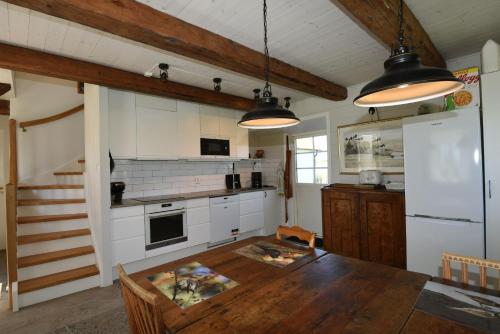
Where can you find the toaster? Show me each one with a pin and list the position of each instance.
(371, 176)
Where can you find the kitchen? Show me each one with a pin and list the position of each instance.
(176, 170)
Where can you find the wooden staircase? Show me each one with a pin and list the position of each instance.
(55, 256)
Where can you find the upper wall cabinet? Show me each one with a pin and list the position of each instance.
(122, 124)
(188, 130)
(156, 128)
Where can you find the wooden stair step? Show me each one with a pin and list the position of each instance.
(33, 238)
(50, 186)
(56, 279)
(50, 218)
(33, 260)
(67, 173)
(36, 201)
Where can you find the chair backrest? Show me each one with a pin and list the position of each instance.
(296, 231)
(144, 315)
(465, 261)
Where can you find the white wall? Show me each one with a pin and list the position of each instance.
(48, 147)
(98, 175)
(4, 163)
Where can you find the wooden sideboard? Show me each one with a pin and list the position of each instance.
(364, 223)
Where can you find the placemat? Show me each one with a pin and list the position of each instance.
(191, 284)
(276, 255)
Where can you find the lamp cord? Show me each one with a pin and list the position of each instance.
(267, 88)
(401, 29)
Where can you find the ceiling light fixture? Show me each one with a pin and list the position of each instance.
(405, 80)
(268, 114)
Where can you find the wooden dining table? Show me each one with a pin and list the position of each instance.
(318, 293)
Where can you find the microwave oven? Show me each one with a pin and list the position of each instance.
(211, 146)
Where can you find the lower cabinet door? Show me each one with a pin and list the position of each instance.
(251, 222)
(128, 250)
(198, 234)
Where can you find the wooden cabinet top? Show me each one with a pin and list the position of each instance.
(359, 188)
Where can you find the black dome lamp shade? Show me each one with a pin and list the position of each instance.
(405, 80)
(268, 114)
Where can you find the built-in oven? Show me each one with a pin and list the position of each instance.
(210, 146)
(165, 224)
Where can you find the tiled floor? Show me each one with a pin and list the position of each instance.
(97, 310)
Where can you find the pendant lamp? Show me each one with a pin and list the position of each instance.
(268, 114)
(406, 80)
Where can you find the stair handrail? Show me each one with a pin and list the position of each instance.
(26, 124)
(11, 208)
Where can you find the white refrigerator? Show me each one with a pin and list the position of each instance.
(443, 188)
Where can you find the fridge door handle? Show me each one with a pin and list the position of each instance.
(465, 220)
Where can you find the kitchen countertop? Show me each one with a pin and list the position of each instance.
(186, 196)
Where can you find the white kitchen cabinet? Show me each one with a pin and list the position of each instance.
(227, 125)
(128, 241)
(128, 250)
(251, 211)
(209, 121)
(122, 124)
(241, 142)
(273, 211)
(224, 218)
(198, 234)
(188, 129)
(490, 84)
(156, 133)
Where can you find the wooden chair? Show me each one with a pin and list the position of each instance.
(465, 261)
(296, 231)
(143, 311)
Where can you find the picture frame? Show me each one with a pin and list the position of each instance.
(371, 145)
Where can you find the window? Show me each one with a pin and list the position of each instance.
(311, 159)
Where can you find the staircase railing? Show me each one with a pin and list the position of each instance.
(11, 207)
(26, 124)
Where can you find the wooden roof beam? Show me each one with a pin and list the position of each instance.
(141, 23)
(380, 19)
(37, 62)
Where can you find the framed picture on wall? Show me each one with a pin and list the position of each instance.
(372, 145)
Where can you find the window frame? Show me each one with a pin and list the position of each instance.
(315, 153)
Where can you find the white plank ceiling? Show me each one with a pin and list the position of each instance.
(312, 35)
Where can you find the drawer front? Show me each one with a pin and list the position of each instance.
(197, 203)
(198, 234)
(251, 195)
(129, 227)
(197, 216)
(127, 212)
(128, 250)
(251, 206)
(251, 222)
(224, 199)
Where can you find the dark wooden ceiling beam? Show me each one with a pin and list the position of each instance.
(4, 88)
(5, 107)
(380, 19)
(37, 62)
(141, 23)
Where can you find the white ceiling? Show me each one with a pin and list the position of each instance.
(313, 35)
(458, 27)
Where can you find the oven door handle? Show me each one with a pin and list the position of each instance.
(166, 213)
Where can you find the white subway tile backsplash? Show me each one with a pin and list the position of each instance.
(151, 178)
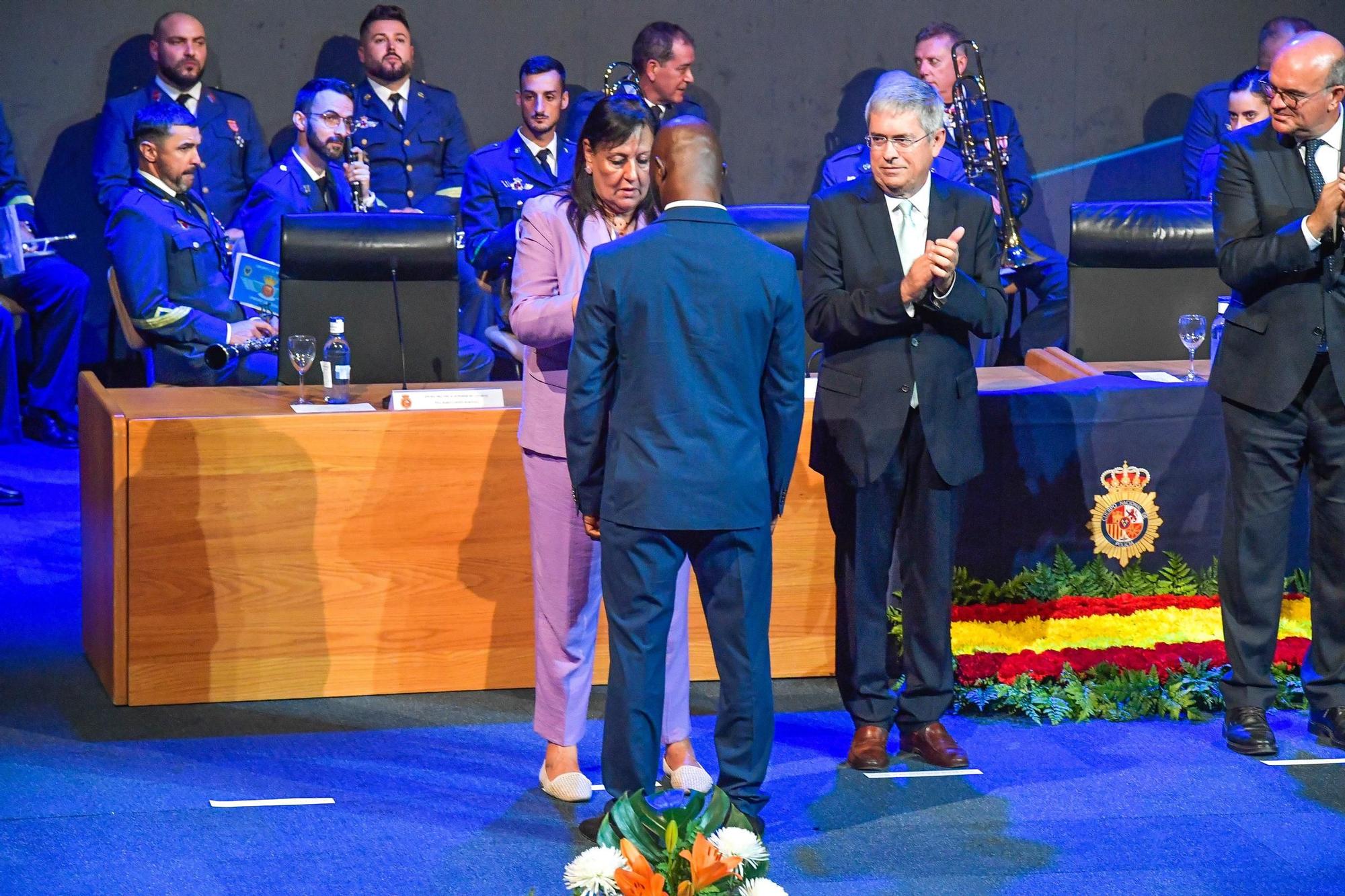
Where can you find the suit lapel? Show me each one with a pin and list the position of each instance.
(876, 222)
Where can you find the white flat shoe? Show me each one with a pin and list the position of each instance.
(688, 778)
(571, 787)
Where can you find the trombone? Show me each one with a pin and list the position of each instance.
(968, 91)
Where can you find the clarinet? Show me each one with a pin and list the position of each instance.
(220, 354)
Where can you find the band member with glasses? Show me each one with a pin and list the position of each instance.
(900, 271)
(1247, 104)
(1278, 209)
(233, 147)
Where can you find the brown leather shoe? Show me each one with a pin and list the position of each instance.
(870, 748)
(934, 744)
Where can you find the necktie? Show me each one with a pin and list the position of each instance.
(1315, 174)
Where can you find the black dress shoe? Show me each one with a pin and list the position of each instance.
(1247, 732)
(1330, 725)
(49, 430)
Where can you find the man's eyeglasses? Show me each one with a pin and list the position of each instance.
(1292, 99)
(879, 142)
(334, 120)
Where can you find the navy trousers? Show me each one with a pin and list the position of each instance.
(53, 292)
(640, 588)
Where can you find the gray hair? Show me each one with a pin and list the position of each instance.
(900, 92)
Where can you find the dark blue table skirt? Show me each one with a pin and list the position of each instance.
(1047, 447)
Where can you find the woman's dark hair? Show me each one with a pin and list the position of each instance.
(611, 123)
(1252, 81)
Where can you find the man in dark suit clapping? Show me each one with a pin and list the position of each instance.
(899, 270)
(681, 428)
(1278, 208)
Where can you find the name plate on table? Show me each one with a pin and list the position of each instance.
(446, 399)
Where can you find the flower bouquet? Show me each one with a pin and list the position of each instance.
(673, 844)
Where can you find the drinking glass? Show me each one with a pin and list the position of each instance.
(1192, 331)
(302, 352)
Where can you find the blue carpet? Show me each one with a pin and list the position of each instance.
(438, 792)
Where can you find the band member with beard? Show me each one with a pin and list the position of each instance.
(174, 263)
(233, 149)
(501, 178)
(315, 178)
(314, 175)
(412, 134)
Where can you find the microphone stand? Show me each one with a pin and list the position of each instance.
(401, 341)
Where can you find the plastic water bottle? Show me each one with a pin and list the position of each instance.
(337, 365)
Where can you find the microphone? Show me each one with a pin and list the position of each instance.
(357, 189)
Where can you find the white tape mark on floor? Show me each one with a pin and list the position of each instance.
(937, 772)
(293, 801)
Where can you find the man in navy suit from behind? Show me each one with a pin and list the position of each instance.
(681, 427)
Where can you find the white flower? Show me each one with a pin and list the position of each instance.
(739, 842)
(594, 870)
(762, 887)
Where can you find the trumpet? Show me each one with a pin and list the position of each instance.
(968, 91)
(220, 354)
(626, 85)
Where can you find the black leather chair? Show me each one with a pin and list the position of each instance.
(1135, 268)
(338, 264)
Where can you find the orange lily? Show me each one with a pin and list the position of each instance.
(708, 865)
(641, 880)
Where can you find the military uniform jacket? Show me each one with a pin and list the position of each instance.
(418, 165)
(500, 179)
(853, 163)
(174, 271)
(14, 192)
(232, 146)
(1017, 174)
(287, 190)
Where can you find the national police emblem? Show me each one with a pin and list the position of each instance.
(1125, 521)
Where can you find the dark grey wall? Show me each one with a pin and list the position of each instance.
(783, 80)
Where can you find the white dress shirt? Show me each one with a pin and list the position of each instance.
(536, 149)
(385, 93)
(1328, 158)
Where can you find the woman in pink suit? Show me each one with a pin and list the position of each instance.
(609, 198)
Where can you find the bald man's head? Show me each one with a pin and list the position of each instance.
(1308, 79)
(178, 48)
(688, 161)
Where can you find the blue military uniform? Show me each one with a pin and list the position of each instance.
(580, 110)
(287, 190)
(416, 165)
(501, 177)
(53, 292)
(174, 267)
(232, 146)
(1047, 323)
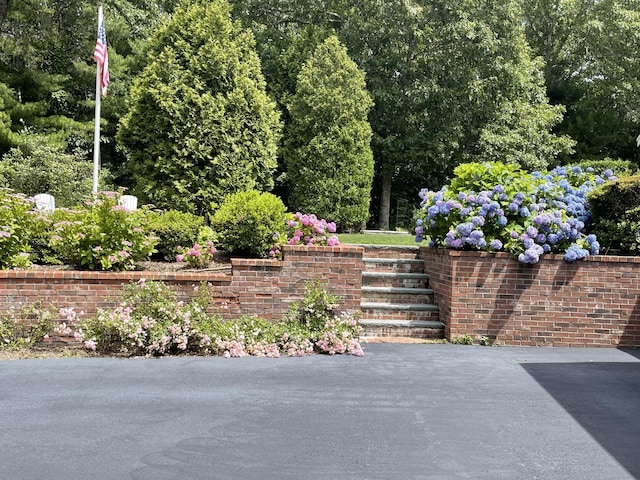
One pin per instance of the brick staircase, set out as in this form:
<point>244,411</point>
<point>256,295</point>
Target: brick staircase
<point>396,299</point>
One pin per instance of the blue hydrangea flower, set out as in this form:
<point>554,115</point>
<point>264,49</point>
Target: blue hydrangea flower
<point>524,212</point>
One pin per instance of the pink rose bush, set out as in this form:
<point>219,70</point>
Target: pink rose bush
<point>152,322</point>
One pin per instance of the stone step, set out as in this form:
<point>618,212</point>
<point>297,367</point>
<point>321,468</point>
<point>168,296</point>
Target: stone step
<point>390,251</point>
<point>394,265</point>
<point>393,279</point>
<point>397,295</point>
<point>417,329</point>
<point>399,311</point>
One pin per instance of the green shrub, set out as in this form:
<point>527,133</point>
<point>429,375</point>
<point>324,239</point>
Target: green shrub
<point>103,235</point>
<point>247,221</point>
<point>174,229</point>
<point>16,226</point>
<point>618,167</point>
<point>41,165</point>
<point>25,328</point>
<point>40,239</point>
<point>615,215</point>
<point>151,321</point>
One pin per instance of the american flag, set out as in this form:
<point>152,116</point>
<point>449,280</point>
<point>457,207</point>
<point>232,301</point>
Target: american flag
<point>101,54</point>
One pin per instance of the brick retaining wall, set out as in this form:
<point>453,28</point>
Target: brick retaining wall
<point>262,287</point>
<point>588,303</point>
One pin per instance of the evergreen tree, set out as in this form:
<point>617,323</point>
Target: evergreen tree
<point>199,124</point>
<point>328,154</point>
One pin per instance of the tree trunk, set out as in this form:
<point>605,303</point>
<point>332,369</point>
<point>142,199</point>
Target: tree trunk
<point>3,11</point>
<point>385,201</point>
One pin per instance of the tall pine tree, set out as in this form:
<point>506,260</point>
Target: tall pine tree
<point>199,124</point>
<point>327,150</point>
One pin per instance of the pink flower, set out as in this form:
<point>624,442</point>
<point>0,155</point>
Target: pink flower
<point>333,241</point>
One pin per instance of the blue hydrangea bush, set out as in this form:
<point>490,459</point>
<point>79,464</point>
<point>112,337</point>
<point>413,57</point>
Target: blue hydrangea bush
<point>498,207</point>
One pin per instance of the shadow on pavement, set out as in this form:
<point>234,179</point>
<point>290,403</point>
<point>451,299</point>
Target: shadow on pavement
<point>604,398</point>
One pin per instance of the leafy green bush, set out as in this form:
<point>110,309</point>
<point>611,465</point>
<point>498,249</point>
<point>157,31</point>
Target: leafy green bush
<point>16,226</point>
<point>615,210</point>
<point>151,321</point>
<point>497,207</point>
<point>174,229</point>
<point>40,239</point>
<point>618,167</point>
<point>25,328</point>
<point>247,221</point>
<point>41,166</point>
<point>103,235</point>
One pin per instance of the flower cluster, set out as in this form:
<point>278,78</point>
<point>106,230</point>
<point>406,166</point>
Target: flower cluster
<point>16,227</point>
<point>103,235</point>
<point>524,214</point>
<point>197,256</point>
<point>304,229</point>
<point>152,322</point>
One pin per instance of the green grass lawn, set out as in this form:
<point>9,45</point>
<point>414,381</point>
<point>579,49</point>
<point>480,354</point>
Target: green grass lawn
<point>377,239</point>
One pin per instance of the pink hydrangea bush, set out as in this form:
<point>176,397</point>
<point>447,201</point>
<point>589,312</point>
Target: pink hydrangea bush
<point>303,229</point>
<point>152,322</point>
<point>198,256</point>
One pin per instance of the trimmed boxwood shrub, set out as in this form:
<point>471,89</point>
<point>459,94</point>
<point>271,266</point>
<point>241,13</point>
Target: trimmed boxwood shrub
<point>246,222</point>
<point>174,229</point>
<point>615,215</point>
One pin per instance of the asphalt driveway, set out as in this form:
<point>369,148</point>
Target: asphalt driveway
<point>400,412</point>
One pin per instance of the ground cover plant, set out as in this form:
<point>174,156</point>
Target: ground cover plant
<point>151,321</point>
<point>498,207</point>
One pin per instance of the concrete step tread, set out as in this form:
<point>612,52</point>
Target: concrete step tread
<point>395,275</point>
<point>401,323</point>
<point>391,248</point>
<point>397,290</point>
<point>423,307</point>
<point>392,260</point>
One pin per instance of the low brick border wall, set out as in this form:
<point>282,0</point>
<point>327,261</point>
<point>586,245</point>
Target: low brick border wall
<point>262,287</point>
<point>593,302</point>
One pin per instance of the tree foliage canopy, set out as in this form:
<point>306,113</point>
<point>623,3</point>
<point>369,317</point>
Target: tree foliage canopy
<point>199,124</point>
<point>328,155</point>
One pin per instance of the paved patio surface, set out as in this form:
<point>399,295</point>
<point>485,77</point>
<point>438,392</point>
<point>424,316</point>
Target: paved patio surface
<point>435,412</point>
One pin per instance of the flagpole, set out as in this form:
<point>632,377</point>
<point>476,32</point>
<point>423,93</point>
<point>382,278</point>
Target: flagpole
<point>96,129</point>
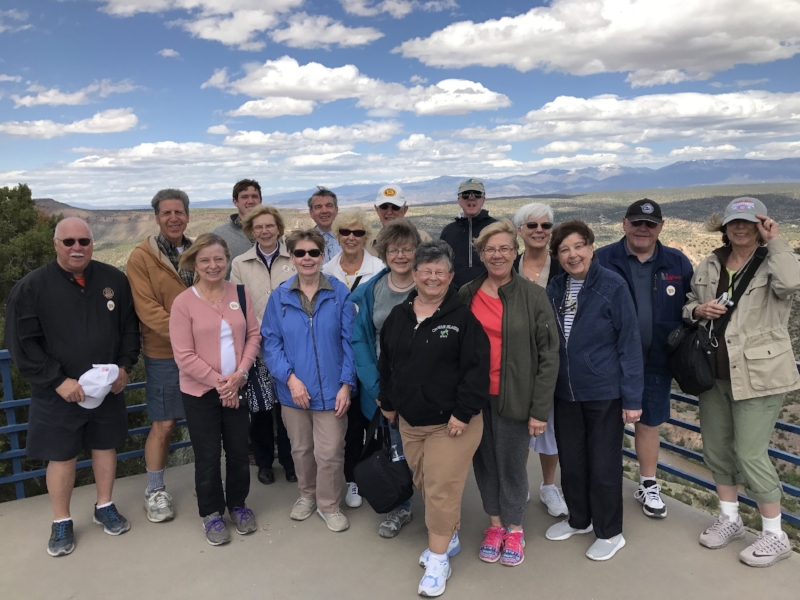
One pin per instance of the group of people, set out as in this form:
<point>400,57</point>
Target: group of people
<point>472,351</point>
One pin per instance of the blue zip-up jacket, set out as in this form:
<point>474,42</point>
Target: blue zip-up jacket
<point>672,278</point>
<point>603,358</point>
<point>319,352</point>
<point>365,345</point>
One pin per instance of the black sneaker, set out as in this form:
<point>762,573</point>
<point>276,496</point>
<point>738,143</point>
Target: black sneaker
<point>113,523</point>
<point>62,539</point>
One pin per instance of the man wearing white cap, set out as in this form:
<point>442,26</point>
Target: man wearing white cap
<point>466,227</point>
<point>61,320</point>
<point>390,204</point>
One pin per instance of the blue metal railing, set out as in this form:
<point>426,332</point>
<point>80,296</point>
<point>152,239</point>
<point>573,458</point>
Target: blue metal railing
<point>15,454</point>
<point>12,430</point>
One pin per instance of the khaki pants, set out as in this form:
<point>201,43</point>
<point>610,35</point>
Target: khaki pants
<point>440,464</point>
<point>317,438</point>
<point>736,436</point>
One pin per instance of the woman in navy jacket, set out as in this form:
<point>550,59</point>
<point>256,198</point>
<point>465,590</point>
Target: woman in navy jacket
<point>599,387</point>
<point>306,333</point>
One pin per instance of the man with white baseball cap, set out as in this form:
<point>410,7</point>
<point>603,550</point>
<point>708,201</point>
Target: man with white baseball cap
<point>390,204</point>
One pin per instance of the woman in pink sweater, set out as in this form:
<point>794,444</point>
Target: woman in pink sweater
<point>214,347</point>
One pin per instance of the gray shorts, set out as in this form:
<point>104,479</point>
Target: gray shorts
<point>162,390</point>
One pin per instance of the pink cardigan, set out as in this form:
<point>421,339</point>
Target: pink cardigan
<point>195,329</point>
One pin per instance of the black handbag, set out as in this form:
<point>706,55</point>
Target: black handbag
<point>692,347</point>
<point>385,483</point>
<point>259,391</point>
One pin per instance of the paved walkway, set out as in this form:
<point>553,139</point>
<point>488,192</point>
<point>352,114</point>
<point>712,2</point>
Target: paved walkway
<point>286,559</point>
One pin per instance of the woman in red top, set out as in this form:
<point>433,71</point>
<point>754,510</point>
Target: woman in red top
<point>517,318</point>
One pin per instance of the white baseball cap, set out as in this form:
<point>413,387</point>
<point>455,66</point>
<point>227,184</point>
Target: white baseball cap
<point>96,384</point>
<point>393,194</point>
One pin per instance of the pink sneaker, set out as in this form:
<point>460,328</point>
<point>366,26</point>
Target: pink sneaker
<point>513,549</point>
<point>492,544</point>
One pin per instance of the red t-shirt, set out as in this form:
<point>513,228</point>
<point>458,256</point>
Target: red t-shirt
<point>489,311</point>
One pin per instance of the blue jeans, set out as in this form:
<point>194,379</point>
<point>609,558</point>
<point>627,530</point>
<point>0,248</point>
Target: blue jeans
<point>396,441</point>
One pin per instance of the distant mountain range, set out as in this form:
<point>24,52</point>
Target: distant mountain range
<point>554,181</point>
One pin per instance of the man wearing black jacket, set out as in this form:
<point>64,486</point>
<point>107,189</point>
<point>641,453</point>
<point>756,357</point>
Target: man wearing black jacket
<point>460,233</point>
<point>62,319</point>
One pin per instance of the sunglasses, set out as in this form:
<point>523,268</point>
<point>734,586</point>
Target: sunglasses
<point>315,253</point>
<point>649,224</point>
<point>70,242</point>
<point>355,232</point>
<point>545,226</point>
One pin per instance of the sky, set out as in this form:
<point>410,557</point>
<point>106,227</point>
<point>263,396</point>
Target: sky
<point>107,101</point>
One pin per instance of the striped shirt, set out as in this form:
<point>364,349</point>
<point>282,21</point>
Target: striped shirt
<point>571,303</point>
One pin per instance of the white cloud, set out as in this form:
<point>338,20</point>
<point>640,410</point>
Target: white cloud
<point>712,118</point>
<point>236,23</point>
<point>306,31</point>
<point>396,8</point>
<point>218,130</point>
<point>285,78</point>
<point>13,21</point>
<point>653,42</point>
<point>55,97</point>
<point>108,121</point>
<point>274,107</point>
<point>692,152</point>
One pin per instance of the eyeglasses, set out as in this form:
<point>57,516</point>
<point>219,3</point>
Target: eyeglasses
<point>399,251</point>
<point>427,274</point>
<point>650,224</point>
<point>355,232</point>
<point>504,250</point>
<point>312,253</point>
<point>70,242</point>
<point>534,225</point>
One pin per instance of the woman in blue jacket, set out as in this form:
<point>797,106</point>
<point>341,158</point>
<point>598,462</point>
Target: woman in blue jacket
<point>306,333</point>
<point>374,300</point>
<point>599,387</point>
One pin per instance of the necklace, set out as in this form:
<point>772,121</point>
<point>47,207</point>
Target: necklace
<point>399,287</point>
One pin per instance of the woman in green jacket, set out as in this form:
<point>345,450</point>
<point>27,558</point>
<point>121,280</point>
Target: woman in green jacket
<point>517,318</point>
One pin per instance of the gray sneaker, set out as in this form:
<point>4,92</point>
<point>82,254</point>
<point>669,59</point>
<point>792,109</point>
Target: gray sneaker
<point>335,521</point>
<point>303,508</point>
<point>721,532</point>
<point>394,522</point>
<point>158,505</point>
<point>216,529</point>
<point>605,549</point>
<point>244,519</point>
<point>766,550</point>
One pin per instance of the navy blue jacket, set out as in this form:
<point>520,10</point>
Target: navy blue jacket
<point>672,278</point>
<point>603,358</point>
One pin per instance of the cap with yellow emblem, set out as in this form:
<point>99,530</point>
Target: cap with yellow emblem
<point>391,194</point>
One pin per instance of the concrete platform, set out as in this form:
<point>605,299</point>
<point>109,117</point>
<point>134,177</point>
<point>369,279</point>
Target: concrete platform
<point>287,559</point>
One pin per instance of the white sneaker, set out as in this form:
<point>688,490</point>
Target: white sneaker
<point>552,498</point>
<point>352,499</point>
<point>436,575</point>
<point>453,548</point>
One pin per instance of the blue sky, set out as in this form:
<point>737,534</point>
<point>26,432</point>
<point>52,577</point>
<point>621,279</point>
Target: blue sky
<point>107,101</point>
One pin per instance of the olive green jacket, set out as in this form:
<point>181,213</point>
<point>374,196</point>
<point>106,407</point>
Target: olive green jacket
<point>529,361</point>
<point>757,335</point>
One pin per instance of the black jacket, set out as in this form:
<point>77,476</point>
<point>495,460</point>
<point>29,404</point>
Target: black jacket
<point>460,234</point>
<point>438,369</point>
<point>56,329</point>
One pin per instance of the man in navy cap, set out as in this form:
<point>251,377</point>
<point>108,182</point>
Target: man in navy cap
<point>659,278</point>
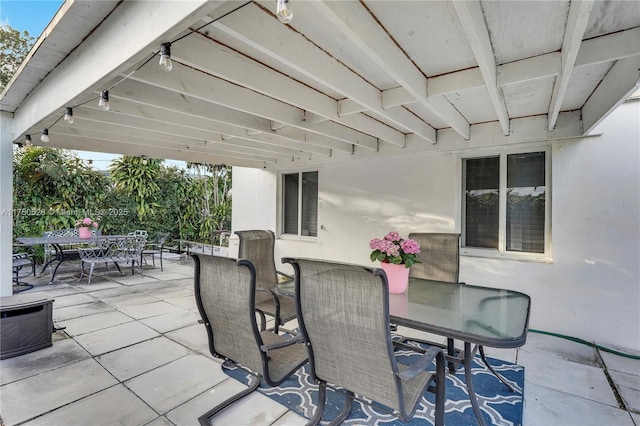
———
Collect every line in the rows above that contains the string "emblem", matching case exactly.

◆ RESPONSE TO THIS EXERCISE:
Where can you find the national police emblem? Show me each one with a pin and list the position of each instance.
One pin per instance of the cap with yellow emblem, set out as in this form:
Target: cap with yellow emblem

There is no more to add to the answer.